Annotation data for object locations
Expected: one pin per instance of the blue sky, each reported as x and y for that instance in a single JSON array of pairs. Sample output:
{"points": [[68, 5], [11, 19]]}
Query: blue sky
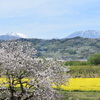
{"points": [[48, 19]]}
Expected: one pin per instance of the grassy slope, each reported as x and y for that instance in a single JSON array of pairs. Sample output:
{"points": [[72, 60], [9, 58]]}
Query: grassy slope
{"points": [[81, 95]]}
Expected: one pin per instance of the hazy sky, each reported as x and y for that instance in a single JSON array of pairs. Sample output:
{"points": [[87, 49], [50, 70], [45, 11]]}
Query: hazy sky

* Exercise prompt: Reproduce all of the items above word for word, omitting the pictures from your response.

* Exercise output:
Expected: one pin per instance of the blue sky, each reported as x and y for that instance in a single JSON array of pairs. Sample output:
{"points": [[68, 5], [11, 19]]}
Query: blue sky
{"points": [[48, 19]]}
Expected: one pin per instance of the grassy slope, each reported as x and y for that instance in a single JSON array of pairs. Sample output:
{"points": [[72, 60], [9, 58]]}
Query: grassy slope
{"points": [[81, 95]]}
Expected: one pin per instance of the hazy sky, each reported as x and y for that instance in a single JSON array of pairs. Sample output:
{"points": [[87, 49], [50, 70], [45, 11]]}
Query: hazy sky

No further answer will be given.